* Brief *
Extract the final stretch of the data: the line that contains "[locate] netting behind" and every line after it, unaltered, and no other lines.

Dataset rows on where objects appear:
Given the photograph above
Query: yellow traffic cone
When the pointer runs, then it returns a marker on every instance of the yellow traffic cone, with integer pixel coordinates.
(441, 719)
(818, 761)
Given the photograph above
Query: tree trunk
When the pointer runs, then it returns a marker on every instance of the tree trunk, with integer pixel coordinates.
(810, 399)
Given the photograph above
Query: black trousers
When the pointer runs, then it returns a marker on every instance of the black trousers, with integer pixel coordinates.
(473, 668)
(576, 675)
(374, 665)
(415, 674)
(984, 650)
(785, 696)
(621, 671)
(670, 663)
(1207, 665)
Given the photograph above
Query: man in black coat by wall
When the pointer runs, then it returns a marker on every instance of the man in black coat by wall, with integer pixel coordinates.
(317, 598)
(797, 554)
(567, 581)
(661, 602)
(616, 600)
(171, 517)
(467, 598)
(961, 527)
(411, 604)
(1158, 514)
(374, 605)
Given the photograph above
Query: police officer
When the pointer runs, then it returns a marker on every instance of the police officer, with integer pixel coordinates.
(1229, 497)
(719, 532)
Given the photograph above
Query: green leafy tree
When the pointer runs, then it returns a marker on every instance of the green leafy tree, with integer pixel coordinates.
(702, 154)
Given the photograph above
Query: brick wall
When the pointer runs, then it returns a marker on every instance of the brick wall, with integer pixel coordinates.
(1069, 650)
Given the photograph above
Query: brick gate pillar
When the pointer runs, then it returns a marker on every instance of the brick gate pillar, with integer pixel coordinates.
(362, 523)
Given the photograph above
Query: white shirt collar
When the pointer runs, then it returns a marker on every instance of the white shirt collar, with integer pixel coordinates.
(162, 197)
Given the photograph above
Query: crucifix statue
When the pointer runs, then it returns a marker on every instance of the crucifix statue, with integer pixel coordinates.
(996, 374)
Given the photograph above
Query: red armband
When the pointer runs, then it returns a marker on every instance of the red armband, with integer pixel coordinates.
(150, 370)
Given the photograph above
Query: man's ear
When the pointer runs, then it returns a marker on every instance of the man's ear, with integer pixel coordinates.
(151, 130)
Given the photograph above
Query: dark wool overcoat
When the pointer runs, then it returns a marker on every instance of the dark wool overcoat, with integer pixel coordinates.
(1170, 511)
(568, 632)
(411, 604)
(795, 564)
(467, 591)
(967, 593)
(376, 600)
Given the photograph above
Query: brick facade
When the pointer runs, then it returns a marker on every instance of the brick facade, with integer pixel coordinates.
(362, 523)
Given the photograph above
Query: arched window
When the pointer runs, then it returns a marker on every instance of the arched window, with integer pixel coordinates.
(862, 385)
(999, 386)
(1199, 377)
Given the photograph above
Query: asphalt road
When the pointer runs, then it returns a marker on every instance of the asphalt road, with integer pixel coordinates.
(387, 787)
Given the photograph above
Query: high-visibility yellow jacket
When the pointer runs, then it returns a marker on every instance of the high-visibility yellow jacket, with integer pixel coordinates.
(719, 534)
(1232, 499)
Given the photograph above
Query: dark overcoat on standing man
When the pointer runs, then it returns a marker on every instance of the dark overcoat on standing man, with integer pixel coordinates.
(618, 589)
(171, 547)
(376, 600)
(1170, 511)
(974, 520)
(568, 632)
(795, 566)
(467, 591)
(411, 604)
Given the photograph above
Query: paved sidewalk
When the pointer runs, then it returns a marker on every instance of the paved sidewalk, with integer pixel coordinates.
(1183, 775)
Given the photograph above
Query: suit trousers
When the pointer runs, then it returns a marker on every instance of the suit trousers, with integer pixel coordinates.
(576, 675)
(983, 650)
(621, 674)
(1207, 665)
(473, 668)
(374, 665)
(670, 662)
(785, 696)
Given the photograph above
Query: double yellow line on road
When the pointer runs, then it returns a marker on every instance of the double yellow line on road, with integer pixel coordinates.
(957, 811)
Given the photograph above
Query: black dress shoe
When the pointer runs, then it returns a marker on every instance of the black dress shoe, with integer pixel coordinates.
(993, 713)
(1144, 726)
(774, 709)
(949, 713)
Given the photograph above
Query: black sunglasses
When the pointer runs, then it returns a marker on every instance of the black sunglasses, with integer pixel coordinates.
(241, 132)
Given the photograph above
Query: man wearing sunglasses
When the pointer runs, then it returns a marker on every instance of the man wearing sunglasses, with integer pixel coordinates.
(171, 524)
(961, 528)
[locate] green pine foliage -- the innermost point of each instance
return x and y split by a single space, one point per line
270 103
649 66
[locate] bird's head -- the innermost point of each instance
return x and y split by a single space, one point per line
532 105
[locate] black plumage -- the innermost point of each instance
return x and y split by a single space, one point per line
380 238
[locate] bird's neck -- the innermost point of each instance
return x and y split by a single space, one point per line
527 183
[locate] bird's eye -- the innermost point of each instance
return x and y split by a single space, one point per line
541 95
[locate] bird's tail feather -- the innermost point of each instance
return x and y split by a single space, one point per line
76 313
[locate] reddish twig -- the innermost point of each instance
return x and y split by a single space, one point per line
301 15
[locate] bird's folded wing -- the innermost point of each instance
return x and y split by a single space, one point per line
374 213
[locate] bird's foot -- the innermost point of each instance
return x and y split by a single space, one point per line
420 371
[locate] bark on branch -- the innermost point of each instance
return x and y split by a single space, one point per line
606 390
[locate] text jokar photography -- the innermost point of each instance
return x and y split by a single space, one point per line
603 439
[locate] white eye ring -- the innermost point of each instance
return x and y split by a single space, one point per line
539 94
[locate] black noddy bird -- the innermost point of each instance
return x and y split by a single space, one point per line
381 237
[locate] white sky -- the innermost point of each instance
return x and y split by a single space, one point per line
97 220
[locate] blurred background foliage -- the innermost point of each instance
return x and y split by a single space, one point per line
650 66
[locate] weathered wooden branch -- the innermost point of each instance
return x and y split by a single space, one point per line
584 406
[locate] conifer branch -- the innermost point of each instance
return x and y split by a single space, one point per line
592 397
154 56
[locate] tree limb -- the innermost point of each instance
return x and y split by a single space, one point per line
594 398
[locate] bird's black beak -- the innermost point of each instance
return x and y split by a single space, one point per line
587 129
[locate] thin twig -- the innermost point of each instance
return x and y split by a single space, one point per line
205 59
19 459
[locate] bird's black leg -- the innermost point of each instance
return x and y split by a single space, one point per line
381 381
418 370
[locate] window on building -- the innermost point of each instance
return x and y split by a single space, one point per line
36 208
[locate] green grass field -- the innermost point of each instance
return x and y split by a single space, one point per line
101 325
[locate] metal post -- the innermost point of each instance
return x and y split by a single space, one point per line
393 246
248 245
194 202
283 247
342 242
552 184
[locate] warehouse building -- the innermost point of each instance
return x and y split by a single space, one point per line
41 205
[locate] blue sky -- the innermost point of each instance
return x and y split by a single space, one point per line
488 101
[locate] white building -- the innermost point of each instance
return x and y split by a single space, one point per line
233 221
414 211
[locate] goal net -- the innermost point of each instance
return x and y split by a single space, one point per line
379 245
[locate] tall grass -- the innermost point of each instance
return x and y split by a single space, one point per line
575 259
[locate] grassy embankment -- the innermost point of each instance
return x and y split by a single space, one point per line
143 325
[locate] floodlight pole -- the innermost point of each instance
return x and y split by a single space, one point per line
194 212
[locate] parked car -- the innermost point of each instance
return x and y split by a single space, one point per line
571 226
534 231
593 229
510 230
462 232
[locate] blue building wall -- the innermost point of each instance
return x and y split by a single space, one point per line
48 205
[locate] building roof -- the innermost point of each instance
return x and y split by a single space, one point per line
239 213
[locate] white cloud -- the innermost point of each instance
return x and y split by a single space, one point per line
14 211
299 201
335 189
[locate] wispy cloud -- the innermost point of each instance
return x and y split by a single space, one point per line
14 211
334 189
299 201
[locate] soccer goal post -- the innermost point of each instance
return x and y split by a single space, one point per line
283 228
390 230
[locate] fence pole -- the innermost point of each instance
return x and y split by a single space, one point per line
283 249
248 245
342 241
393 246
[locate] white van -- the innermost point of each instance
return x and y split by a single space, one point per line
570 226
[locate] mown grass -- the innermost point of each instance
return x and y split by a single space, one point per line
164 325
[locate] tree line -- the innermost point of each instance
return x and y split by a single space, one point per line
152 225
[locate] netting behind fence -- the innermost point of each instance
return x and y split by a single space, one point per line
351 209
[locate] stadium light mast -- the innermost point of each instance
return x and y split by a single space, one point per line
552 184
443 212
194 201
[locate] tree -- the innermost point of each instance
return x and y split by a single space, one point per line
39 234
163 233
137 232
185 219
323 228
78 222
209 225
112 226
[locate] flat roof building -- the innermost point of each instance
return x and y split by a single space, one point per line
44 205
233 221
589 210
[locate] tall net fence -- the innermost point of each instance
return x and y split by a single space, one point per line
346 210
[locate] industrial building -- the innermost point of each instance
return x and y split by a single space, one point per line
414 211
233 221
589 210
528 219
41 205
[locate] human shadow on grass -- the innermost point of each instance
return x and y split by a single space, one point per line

* The output *
[locate] netting behind fence -- the innermost point of each instance
return x and y split by a single space, one point per line
351 209
[locate] stadium light mast -- the innermost point of each instance
return x and y split by a single space, one point per line
552 184
443 212
194 201
[locate] tree -- the innermost point of each instance
return x and y split by a single space, one point per line
39 234
163 233
137 232
185 219
323 228
78 222
209 225
112 226
[locate] flat roof building -- the innermost point of each instance
return x and y split by a single space, one point per line
44 205
233 221
589 210
[locate] tall net fence -- the innermost point of each instance
return x and y split by a single space, one point per line
346 210
[locate] industrial building -- the innermost point of each instance
return x and y split by a single space, one point per line
414 211
233 221
589 210
528 219
41 205
[locate] human shadow on grass -- the innermost point of each instance
return x and y split by a single space, one point per line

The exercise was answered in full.